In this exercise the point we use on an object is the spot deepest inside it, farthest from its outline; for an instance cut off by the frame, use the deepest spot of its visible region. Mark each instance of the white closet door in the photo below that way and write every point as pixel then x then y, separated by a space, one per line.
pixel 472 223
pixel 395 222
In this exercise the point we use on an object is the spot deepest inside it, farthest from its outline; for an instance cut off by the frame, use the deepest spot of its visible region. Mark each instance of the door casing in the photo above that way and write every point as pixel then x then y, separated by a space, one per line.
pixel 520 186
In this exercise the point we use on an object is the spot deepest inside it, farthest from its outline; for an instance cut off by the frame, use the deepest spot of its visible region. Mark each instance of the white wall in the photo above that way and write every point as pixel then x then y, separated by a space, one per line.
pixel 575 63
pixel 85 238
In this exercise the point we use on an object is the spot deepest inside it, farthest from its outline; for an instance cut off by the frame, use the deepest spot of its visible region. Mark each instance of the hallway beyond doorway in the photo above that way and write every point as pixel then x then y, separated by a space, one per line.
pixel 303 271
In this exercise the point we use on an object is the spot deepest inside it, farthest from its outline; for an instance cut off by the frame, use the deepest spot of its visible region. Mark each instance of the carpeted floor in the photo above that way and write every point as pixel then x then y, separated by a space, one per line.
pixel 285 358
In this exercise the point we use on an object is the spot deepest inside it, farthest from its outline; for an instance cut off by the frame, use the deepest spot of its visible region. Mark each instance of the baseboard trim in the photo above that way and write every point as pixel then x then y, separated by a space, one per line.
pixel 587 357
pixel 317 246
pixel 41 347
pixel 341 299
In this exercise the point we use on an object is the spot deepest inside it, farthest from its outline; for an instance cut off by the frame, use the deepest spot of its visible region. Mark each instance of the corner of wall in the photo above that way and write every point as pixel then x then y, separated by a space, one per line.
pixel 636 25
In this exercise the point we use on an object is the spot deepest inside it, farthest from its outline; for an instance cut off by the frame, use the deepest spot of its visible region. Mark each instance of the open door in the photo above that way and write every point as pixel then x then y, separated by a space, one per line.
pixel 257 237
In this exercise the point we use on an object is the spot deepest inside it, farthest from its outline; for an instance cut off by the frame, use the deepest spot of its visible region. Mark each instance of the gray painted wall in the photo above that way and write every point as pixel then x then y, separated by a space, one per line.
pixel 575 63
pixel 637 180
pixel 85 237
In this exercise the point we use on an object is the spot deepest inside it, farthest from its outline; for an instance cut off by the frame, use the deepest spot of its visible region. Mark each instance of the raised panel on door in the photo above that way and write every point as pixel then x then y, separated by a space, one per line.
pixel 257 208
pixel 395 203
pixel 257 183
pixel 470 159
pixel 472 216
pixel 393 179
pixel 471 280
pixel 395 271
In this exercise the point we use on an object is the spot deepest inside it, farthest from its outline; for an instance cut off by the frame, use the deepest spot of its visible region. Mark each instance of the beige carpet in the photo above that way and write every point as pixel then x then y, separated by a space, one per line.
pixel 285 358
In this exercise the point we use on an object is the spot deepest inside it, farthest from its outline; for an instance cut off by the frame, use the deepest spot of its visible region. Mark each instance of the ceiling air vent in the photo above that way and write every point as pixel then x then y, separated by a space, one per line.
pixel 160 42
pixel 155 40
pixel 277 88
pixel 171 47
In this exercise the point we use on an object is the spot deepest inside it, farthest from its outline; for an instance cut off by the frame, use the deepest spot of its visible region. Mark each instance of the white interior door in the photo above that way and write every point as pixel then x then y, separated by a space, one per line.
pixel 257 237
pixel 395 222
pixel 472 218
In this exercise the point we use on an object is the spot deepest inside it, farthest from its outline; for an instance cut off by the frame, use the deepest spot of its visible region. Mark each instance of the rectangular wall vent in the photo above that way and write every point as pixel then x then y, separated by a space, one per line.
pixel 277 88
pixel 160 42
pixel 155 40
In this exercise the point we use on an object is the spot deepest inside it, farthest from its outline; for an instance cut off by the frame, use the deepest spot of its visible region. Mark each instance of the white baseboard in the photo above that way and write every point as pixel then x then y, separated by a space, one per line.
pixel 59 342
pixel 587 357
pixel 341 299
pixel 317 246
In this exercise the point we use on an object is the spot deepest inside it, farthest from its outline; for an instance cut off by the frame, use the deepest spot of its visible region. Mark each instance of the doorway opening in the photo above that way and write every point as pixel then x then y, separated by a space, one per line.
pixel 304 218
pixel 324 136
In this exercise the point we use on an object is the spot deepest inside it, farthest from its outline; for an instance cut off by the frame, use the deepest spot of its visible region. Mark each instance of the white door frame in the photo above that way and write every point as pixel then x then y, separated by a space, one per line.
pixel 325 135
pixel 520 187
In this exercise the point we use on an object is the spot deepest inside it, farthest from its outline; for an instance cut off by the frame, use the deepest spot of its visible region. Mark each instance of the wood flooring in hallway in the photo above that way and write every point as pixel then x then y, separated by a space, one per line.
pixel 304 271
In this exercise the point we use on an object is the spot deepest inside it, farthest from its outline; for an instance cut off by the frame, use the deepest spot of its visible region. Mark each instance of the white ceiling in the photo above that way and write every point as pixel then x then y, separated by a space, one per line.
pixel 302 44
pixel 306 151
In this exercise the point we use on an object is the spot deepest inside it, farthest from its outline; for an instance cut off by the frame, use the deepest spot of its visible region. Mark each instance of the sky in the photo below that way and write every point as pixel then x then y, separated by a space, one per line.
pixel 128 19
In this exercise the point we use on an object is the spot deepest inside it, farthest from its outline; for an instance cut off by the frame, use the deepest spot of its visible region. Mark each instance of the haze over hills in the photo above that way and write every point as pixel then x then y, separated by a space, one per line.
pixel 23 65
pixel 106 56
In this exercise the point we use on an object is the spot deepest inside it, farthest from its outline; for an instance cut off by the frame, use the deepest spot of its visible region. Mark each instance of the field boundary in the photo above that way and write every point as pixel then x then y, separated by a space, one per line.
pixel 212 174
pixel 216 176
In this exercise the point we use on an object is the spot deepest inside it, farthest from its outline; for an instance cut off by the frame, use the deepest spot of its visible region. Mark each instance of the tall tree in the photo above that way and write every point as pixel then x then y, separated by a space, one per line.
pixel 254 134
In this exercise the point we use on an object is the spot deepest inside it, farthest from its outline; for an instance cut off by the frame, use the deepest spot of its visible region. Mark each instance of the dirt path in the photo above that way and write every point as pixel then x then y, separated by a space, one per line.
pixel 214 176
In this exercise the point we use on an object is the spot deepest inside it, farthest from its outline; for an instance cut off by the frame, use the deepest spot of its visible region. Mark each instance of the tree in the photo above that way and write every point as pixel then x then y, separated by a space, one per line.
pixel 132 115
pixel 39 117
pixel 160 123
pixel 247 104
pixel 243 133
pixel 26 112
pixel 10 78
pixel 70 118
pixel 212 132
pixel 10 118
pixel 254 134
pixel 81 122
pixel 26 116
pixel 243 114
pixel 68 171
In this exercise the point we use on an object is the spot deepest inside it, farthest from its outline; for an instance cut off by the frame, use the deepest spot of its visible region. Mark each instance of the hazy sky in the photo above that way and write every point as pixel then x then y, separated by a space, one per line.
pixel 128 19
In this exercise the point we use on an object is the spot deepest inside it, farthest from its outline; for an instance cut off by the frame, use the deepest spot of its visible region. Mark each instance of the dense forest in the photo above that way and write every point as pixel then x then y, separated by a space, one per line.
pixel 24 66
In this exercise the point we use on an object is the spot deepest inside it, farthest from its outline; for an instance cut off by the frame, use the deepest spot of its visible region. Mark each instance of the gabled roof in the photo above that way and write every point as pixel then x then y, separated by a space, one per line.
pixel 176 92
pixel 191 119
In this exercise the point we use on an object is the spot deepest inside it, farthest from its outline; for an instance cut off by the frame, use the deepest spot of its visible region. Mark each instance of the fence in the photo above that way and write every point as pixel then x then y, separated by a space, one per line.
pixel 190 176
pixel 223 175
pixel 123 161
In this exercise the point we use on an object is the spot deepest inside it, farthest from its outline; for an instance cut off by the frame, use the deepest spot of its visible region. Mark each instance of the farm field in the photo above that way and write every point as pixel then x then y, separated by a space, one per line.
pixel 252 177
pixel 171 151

--------------------

__PROBLEM TO SOLVE__
Print again the material above, limited to the lines from the one holding "of the fence" through the last, inclusive.

__ANSWER TO THIS TASK__
In this exercise the point we use on an object is the spot deepest inside it, farthest from its outline; for an instance cut off by the frame, use the deepest spot of its visible region. Mark each instance of the fence in the photo above that way and write every point as pixel then x then y, separated by a space, one per line.
pixel 190 176
pixel 223 175
pixel 123 161
In this exercise the point we use on an object is the spot deepest inside it, farthest from its outline; for an instance cut off by the frame, use the deepest spot of its visible region. Mark each instance of the farm field in the photo above that way and write every point as pixel then x then y, separated by a space, one per line.
pixel 252 177
pixel 171 151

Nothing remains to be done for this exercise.